:: Aim of the exercise ::
Copy everything from the line that contains "Segment the **green" down to the end of the records, both ends included, reproducing each line character for character.
[Start Information provided]
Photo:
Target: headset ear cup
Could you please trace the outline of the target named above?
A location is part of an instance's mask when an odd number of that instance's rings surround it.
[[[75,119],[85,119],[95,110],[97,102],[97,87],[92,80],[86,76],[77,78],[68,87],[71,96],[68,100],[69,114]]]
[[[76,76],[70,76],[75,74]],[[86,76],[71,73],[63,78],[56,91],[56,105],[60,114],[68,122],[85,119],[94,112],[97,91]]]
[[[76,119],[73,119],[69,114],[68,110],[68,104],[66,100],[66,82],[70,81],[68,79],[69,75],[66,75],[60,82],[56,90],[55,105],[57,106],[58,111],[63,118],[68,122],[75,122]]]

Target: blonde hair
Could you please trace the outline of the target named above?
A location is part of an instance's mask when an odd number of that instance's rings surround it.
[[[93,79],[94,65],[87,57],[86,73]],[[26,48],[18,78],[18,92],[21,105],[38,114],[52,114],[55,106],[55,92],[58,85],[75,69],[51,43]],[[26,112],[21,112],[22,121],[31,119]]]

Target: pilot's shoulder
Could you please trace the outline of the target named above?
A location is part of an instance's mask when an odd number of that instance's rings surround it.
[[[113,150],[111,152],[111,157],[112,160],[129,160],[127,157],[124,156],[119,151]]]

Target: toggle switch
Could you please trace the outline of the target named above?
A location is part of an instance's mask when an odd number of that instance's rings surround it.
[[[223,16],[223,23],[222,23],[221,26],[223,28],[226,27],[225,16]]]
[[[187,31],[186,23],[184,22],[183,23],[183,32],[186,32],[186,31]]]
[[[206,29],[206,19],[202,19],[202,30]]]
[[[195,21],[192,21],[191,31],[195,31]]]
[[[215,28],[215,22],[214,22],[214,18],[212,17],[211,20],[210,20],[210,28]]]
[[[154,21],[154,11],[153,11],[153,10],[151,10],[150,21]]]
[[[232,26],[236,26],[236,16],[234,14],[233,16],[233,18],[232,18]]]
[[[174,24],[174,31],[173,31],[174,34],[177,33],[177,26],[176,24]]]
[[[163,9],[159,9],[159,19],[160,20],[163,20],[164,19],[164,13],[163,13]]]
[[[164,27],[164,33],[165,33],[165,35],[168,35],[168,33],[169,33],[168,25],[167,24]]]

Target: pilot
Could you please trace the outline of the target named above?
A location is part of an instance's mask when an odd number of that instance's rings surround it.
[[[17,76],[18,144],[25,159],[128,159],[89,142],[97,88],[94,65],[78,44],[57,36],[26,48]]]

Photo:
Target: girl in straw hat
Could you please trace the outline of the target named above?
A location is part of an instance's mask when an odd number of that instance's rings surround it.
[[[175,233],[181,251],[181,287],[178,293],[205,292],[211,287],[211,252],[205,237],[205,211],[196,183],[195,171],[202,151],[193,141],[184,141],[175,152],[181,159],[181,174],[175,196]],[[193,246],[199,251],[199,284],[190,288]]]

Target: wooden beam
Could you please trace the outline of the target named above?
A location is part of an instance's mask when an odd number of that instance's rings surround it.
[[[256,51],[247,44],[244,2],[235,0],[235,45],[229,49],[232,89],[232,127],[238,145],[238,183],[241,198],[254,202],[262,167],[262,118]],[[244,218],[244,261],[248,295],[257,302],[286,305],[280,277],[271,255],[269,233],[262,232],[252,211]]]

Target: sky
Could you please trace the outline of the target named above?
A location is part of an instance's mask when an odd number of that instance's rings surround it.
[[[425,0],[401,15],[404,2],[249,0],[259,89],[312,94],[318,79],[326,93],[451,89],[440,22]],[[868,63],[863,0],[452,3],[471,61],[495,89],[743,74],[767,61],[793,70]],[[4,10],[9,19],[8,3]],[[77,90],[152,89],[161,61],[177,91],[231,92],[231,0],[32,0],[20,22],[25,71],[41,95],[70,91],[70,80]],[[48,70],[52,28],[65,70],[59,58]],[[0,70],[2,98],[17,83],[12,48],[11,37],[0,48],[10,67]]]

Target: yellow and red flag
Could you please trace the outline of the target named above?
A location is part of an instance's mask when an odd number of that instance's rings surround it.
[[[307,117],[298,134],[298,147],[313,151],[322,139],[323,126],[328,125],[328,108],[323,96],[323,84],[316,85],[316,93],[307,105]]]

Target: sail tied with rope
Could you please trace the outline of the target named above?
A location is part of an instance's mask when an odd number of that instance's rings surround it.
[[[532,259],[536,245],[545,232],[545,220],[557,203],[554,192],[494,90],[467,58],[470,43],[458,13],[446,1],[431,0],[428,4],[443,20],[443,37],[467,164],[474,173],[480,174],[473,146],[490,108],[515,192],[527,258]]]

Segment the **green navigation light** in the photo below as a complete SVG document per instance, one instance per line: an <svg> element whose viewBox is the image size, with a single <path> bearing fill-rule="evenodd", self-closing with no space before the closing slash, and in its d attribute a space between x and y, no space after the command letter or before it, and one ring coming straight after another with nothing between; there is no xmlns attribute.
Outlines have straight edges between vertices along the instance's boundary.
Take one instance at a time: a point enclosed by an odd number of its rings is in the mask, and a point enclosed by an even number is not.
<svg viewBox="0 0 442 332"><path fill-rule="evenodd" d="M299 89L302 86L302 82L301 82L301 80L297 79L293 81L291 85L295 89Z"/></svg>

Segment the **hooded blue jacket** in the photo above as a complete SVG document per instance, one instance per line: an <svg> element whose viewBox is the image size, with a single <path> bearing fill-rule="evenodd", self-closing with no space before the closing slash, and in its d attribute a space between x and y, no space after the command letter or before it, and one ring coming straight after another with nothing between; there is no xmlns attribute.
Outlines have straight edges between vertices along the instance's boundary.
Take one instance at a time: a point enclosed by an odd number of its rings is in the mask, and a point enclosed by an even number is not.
[End Information provided]
:: Right answer ::
Segment the **green navigation light** in the photo below as a complete SVG document per instance, one instance per line: an <svg> element whose viewBox is the image size, with a single <path> bearing fill-rule="evenodd", self-closing with no space before the closing slash, and in its d attribute a space between x and y, no space after the command letter or before it, and one ring coming straight after another with nothing between; there is no xmlns attribute.
Outlines have straight edges between vertices along the instance's boundary.
Take one instance at a time: a point enclosed by an odd number of its rings is in the mask, and a point enclosed by an even number is not.
<svg viewBox="0 0 442 332"><path fill-rule="evenodd" d="M299 89L302 86L302 82L301 82L301 80L297 79L293 81L291 85L295 89Z"/></svg>

Segment the **hooded blue jacket** in the photo above as a complete SVG document per instance, one instance per line: an <svg> element whose viewBox is the image size, with a single <path> bearing fill-rule="evenodd", self-closing with no space before the closing slash, and in its d attribute a space between x and y, no space after the command letter or before it, and one ring coming straight after another with nothing between; there is no xmlns attribute.
Outlines have straight edges between vertices along the instance's boundary.
Take one instance at a time: a point enclosed by an odd number of its rings is in the mask, and a point enclosed by an even number is not.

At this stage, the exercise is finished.